### [GIVEN REQUEST]
In the forum thread, alter the passage starting with "## Guy Rowland" and going on through "10 more sleeps!" by putting "demos" wherever "previews" appears.

### [PAGE EXTRACT]

* start *

Might we see any previews before release day btw in 12 days? Know if will awesome but would love to hear something.


----------



## Guy Rowland (Apr 20, 2015)

Dryden.Chambers @ Mon Apr 20 said:


> Might we see any previews before release day btw in 12 days? Know if will awesome but would love to hear something.



I think not - Eric tweeted last week that there wouldn't be any more previews before release day as they were snowed under.

10 more sleeps!


----------



## Astronaut FX (Apr 20, 2015)

Discounted preorder for upgrade available at Sweetwater. 

$229


----------



## catsass (Apr 20, 2015)

Omnisphere 1 (with free upgrade to 2) currently $399 at Sam Ash...


----------



## MA-Simon (Apr 20, 2015)

I do have just the right project comming up for Omni II.
Needing all kinds of atmosheric ambient stuff.

* end *

### [RECORDED INFORMATION]
* start *

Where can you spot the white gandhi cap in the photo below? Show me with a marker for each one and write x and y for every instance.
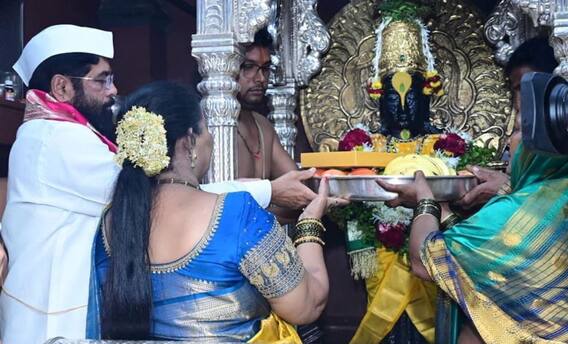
(62, 39)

* end *

### [RESPONSE TO THE EXERCISE]
## Guy Rowland (Apr 20, 2015)

Dryden.Chambers @ Mon Apr 20 said:


> Might we see any demos before release day btw in 12 days? Know if will awesome but would love to hear something.



I think not - Eric tweeted last week that there wouldn't be any more demos before release day as they were snowed under.

10 more sleeps!